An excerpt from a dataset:
★ ★ ★ ★ ★ ★ ★

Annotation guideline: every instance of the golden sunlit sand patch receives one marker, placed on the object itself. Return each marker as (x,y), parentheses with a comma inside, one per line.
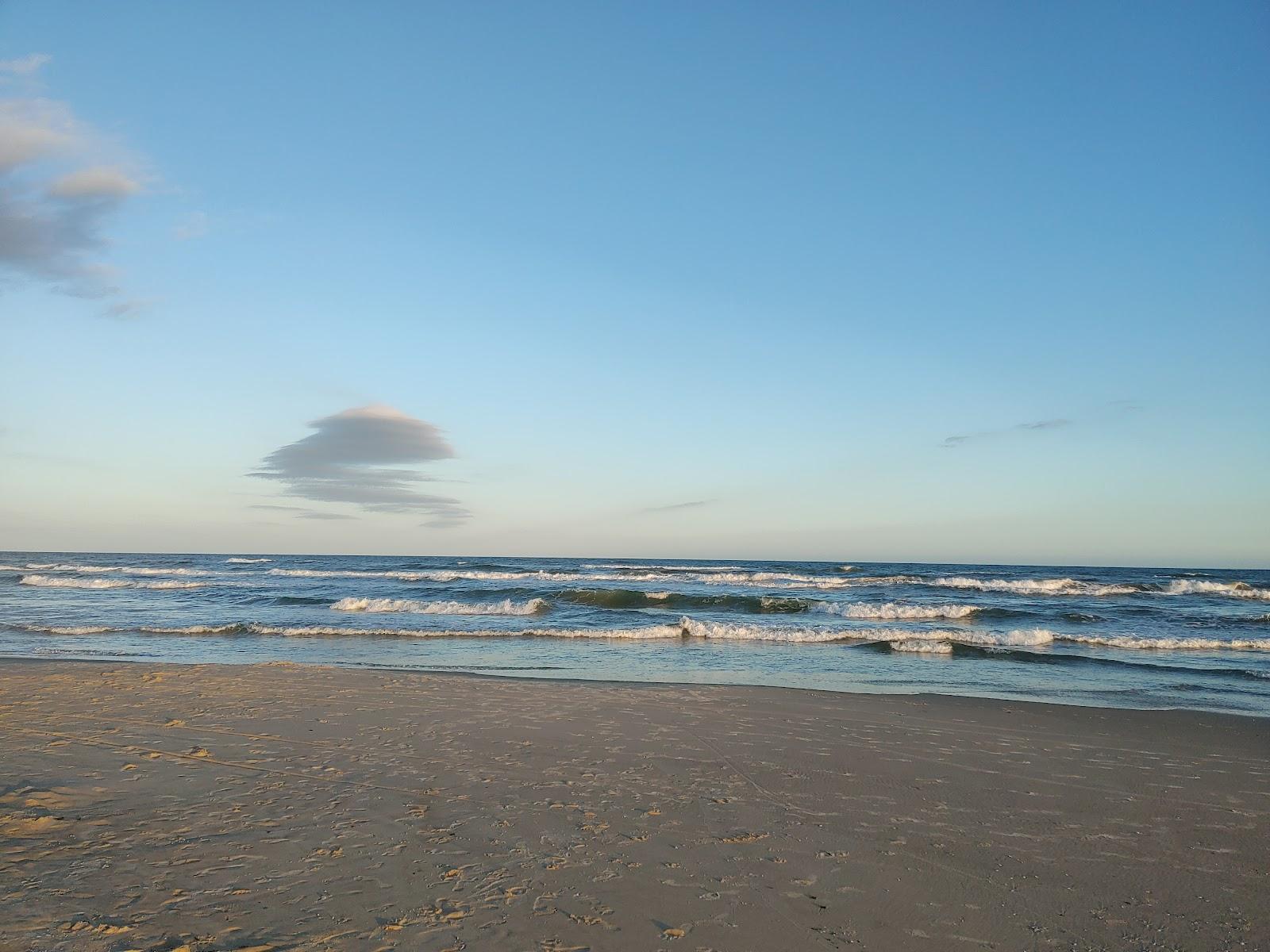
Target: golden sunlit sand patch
(319,810)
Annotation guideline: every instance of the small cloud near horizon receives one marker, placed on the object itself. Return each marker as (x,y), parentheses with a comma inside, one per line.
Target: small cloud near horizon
(962,440)
(353,457)
(673,507)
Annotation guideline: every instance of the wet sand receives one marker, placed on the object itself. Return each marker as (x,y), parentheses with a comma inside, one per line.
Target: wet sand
(289,808)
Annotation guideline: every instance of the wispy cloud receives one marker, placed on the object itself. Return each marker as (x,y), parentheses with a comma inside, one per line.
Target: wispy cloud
(962,440)
(60,183)
(302,512)
(676,507)
(25,65)
(352,457)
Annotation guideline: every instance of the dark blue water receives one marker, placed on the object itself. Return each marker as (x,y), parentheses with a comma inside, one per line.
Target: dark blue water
(1130,638)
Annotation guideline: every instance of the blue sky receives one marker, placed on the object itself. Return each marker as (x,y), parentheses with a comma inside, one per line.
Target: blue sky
(666,279)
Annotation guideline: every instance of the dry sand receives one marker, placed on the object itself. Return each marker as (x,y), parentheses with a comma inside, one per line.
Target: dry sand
(287,808)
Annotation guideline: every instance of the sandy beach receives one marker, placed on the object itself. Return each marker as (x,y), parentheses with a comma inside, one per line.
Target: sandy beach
(302,808)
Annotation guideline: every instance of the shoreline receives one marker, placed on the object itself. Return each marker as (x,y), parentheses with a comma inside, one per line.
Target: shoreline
(992,700)
(283,805)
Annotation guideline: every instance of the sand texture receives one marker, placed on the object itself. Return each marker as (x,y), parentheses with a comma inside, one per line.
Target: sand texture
(287,808)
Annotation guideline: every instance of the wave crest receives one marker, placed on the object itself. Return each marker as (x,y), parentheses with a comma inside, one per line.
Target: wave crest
(535,606)
(48,582)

★ ★ ★ ★ ★ ★ ★

WHAT TO PRODUCE => Return every line of the items above unchanged, omitting the picture.

ANSWER BELOW =>
Annotation guideline: every instance of the golden sunlit sand patch receives one marker, placed on the object itself. Return each marker as (x,y), parentheses with a comma inside, one per line.
Target: golden sunlit sand patch
(319,810)
Annotation guideline: every instance of the small cloud near horizon receives one marker, placed on the object itself. Return each marker as (x,y), parentheses with a comma inside, one per line.
Target: small cloud near horizon
(962,440)
(353,457)
(673,507)
Annotation guideline: every instance of the wet sand receives one marker, placed on the object itself. Return each marker as (x,y), parentheses with a comma inside, one per line.
Target: wet sand
(289,808)
Annotation guideline: every instance of the wispy cloud receives one marker, placed on the object itself. Return each marker as (x,y), parentheses with a comma inside, one per line.
Target: wispy cloud
(962,440)
(60,183)
(302,512)
(676,507)
(25,65)
(352,457)
Annotation guideline: every instance of the dark blue water receives one marker, placed on the object itself. Return each marker as (x,y), parentheses with a comma inside, one per line.
Target: dark blue water
(1130,638)
Annotation guideline: every instance of the blue sky receives one marker, placed on the object itself. Return each marker as (x,y), parentheses with a comma inside, one per line.
Target: blue sky
(666,279)
Annotation guideline: every instance of the dry sand receives one marker, placed on the object itself. Return each marker as (x,y), parentheses with a comma inside, one per line.
Target: dry sand
(287,808)
Annotation guideline: every instance of the sandy beach receives one marker, placed on the object itself. Return each marker as (x,y), parentheses with a comma inside, one per line.
Target: sandy beach
(302,808)
Annotation guideline: every instance of the shoreline receives one marker, placed on the object itself. Return each marker as (x,y), parentheses with a comma inside, one per line.
Target: shoreline
(992,700)
(283,805)
Annotation guideline: every instance of the sand texture receives one marker, placed on the object itself. Return each marker as (x,y), parentheses with a comma inside, one per line.
Target: sand texture
(287,808)
Annotation guideline: every instance of the wave crest receives one marker, placed on the object itself. Return each marker as (x,y), parentheses with a comma inside, one per line.
Target: wave crest
(535,606)
(48,582)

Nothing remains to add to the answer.